Supplied text:

------

Recent news about renovations to Shriver Hall at The Johns Hopkins University campus has brought attention to one of the building’s more controversial features: the murals in the first-floor lobby.
Students and faculty aren’t exactly fond of one work, in particular, and have questioned whether it should remain.
The mural shows a man standing behind a young woman who is reading a book while seated on a park bench. He’s reaching over her shoulder and pointing to the book as if he’s showing her a sentence.
Clarissa Martin, who is a rising senior at Hopkins, said that the mural in question strikes her as strange.
“The first thing that came to mind for me was, ‘Why is this man showing a woman how to read a book?'” she said.
She added that she was struck by just how many male figures are depicted in the surrounding vignettes of medical scenes compared to how few female figures are present.
When asked if she was familiar with the murals one professor, who preferred to go unnamed, proclaimed, “I know them, and I can’t stand them!” She described them as sexist.

------

Data for review:
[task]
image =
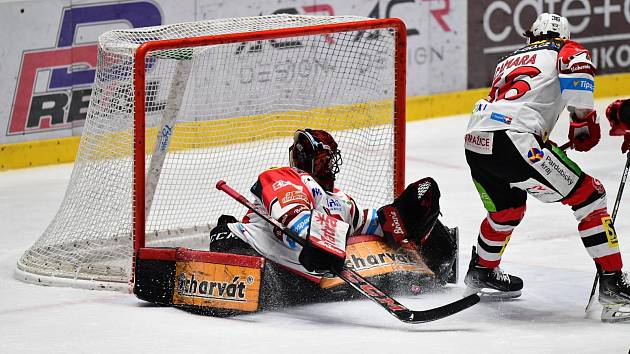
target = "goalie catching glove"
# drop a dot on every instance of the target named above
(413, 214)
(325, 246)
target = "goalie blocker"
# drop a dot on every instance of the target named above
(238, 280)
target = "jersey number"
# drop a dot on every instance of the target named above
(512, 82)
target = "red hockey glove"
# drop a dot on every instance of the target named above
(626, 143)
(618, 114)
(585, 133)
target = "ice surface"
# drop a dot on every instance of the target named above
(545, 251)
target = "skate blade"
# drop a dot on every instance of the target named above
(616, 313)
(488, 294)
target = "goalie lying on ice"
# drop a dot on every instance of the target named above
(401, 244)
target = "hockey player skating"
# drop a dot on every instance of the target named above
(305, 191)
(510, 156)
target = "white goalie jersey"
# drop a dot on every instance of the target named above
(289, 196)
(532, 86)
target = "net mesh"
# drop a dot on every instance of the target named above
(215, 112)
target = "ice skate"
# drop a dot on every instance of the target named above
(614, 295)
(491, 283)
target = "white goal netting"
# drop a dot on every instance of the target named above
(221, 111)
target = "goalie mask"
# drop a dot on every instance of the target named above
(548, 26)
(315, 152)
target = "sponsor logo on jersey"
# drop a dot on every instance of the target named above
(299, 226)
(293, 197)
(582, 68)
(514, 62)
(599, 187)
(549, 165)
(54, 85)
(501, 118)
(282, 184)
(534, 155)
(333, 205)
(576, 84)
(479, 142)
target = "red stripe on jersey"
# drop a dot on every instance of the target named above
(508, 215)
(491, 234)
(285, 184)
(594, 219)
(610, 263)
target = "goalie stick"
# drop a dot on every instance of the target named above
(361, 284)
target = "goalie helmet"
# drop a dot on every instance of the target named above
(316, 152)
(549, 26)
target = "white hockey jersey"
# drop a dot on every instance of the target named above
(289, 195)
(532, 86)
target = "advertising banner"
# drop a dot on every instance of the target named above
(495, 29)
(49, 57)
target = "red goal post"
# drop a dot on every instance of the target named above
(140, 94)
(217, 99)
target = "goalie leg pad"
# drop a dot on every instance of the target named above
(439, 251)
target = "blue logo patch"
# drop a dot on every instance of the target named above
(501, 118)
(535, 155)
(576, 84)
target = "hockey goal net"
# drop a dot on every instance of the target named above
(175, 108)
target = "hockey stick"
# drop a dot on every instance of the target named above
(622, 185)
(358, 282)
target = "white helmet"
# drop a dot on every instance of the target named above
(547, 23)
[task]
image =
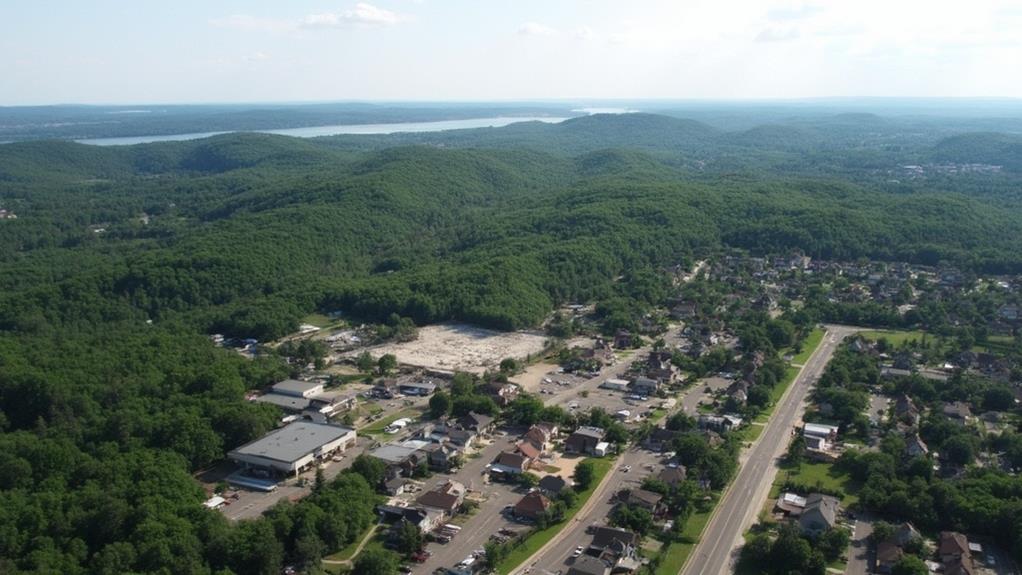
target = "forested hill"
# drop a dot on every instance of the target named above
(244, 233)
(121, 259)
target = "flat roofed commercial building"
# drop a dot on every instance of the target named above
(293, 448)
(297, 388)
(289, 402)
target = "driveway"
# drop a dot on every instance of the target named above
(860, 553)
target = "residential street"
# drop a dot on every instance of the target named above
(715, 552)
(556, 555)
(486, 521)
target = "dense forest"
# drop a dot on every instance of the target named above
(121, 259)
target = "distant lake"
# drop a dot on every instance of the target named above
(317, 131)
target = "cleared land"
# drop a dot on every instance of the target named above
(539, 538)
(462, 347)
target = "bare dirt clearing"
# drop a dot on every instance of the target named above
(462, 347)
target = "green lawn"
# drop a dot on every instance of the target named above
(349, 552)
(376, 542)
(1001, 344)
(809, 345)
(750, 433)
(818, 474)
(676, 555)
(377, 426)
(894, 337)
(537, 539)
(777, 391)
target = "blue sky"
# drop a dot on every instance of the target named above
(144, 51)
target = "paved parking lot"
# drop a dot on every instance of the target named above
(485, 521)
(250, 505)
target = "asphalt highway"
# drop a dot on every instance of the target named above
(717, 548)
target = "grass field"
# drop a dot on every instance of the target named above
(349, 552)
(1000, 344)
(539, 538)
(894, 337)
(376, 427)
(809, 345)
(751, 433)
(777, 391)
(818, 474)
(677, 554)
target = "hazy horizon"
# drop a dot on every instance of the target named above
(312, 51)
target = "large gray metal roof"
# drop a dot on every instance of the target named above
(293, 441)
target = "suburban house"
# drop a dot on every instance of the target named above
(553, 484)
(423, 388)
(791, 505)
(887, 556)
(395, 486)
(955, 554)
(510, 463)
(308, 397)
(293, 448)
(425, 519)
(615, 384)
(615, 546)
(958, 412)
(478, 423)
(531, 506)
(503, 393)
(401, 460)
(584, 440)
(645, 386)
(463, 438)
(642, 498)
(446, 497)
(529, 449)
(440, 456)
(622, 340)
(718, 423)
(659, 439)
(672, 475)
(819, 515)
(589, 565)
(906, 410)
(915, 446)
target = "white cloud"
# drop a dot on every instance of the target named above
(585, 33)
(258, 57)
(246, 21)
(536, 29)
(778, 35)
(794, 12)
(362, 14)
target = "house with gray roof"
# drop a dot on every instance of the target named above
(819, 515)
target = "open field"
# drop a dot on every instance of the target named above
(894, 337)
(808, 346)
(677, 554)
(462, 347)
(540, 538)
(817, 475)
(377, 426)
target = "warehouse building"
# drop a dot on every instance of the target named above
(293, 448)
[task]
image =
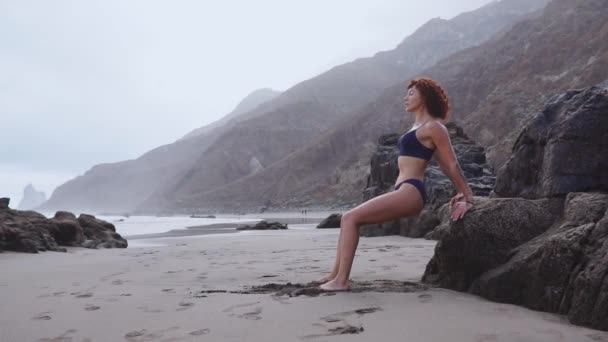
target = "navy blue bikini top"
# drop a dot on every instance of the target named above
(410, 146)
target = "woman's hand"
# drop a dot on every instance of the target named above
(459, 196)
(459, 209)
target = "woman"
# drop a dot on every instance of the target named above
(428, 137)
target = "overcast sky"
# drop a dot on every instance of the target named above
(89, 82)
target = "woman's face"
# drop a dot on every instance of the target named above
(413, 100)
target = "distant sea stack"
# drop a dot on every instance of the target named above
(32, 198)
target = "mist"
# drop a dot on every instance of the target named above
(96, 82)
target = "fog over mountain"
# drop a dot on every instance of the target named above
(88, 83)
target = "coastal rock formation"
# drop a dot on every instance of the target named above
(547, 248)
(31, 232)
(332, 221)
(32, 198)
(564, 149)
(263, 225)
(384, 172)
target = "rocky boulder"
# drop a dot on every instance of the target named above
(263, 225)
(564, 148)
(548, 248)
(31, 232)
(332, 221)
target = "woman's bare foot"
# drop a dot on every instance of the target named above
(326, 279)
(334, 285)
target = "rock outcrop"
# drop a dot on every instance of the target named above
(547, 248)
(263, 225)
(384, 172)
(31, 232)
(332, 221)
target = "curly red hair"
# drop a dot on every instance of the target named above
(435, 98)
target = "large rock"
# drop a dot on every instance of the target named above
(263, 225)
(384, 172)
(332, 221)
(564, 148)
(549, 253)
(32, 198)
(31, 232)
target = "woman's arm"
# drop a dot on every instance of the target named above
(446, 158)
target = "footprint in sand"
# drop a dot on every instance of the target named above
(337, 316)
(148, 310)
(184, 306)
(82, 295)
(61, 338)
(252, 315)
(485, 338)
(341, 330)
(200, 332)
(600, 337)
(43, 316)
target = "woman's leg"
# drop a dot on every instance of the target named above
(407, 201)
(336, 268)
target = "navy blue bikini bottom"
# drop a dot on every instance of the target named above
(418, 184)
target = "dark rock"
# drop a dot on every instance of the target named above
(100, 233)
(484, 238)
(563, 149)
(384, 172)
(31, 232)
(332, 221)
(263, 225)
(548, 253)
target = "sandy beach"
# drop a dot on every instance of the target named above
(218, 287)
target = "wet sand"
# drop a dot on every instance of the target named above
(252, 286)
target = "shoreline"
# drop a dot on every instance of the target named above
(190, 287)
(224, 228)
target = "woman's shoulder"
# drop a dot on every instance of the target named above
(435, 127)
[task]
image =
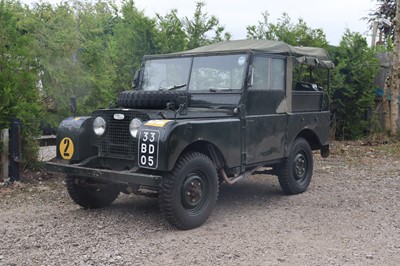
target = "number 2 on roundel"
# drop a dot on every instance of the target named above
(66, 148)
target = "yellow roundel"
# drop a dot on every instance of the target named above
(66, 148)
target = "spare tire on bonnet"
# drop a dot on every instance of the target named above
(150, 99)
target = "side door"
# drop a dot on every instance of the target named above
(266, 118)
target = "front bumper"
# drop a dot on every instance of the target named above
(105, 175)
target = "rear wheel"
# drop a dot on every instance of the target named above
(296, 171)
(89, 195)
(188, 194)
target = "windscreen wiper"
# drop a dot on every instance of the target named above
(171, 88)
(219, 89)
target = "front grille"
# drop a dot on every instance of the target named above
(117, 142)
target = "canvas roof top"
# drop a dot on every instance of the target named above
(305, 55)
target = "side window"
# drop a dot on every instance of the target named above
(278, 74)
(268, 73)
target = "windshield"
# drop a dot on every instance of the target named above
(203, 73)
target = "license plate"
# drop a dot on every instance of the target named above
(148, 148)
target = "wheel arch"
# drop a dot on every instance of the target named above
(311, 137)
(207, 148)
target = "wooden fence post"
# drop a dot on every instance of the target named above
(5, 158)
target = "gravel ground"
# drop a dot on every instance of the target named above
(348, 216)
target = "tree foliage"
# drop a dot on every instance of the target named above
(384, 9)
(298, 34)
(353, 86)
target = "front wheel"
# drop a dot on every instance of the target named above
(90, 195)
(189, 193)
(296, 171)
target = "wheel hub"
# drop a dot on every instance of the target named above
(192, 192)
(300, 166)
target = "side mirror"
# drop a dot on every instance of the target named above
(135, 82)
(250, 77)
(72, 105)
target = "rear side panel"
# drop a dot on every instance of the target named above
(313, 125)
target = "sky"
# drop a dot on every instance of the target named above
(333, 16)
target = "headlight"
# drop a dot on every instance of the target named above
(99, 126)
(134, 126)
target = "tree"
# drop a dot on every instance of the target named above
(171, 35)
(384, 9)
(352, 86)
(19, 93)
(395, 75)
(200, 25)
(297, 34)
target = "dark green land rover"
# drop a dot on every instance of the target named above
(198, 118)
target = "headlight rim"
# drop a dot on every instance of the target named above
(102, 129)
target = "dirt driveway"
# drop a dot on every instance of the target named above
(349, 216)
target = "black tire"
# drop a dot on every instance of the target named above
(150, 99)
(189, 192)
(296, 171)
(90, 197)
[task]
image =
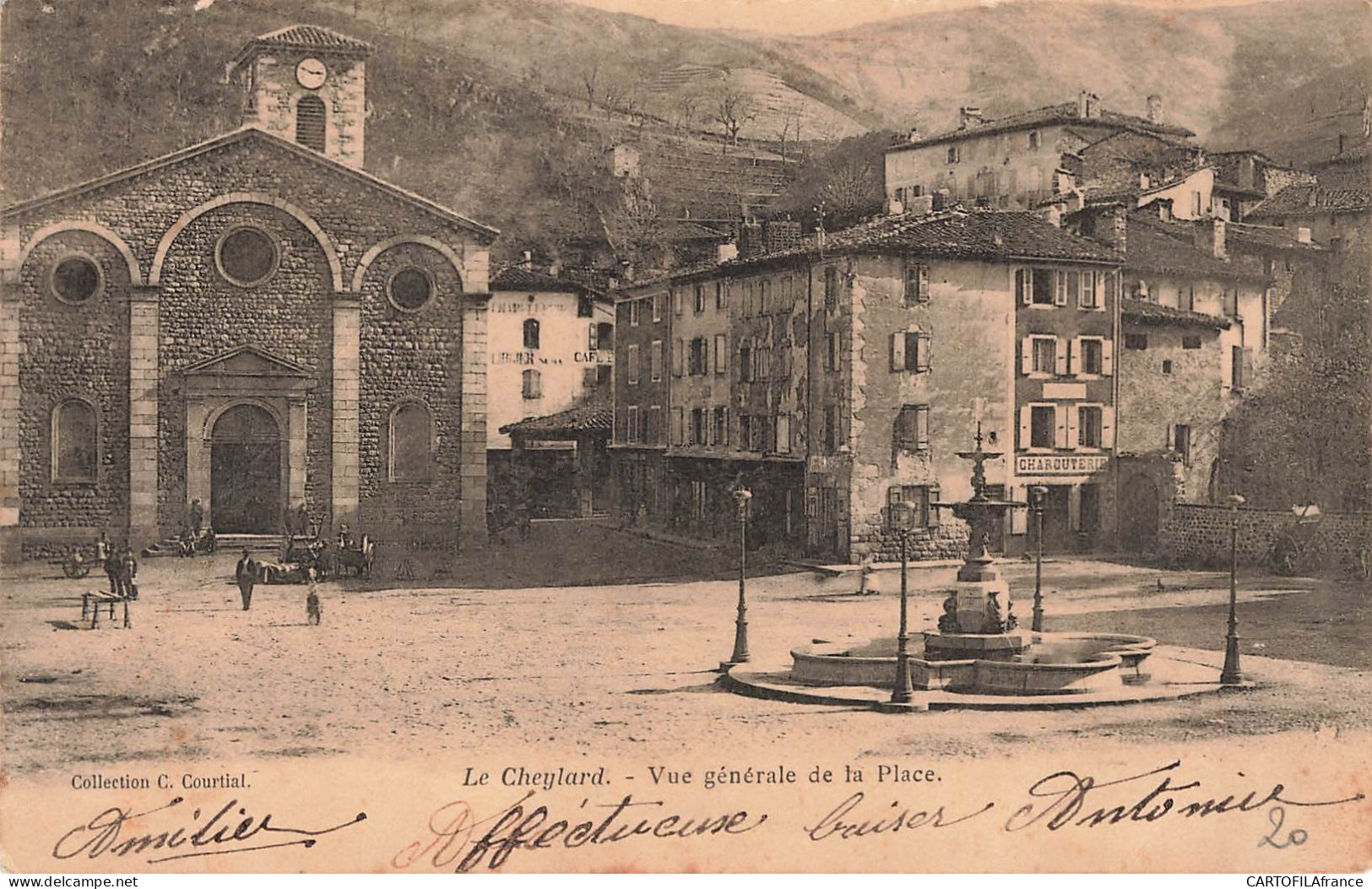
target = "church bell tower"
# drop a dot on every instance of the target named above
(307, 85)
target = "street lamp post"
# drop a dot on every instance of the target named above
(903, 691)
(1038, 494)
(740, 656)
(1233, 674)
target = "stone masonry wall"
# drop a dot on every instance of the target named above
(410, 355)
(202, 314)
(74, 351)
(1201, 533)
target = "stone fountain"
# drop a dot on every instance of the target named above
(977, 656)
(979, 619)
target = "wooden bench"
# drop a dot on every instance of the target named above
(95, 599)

------

Study questions:
(a) Please reproduce the part of the Shriver Hall article starting with "The mural shows" and going on through "her as strange.".
(b) Condense the paragraph of the Shriver Hall article that opens "The mural shows a man standing" into one shorter sentence that keeps its main facts.

Written responses:
(a)
The mural shows a man standing behind a young woman who is reading a book while seated on a park bench. He’s reaching over her shoulder and pointing to the book as if he’s showing her a sentence.
Clarissa Martin, who is a rising senior at Hopkins, said that the mural in question strikes her as strange.

(b) The mural depicts a man behind a young woman who sits reading on a park bench; he reaches over her shoulder and points at the book as though showing her a sentence.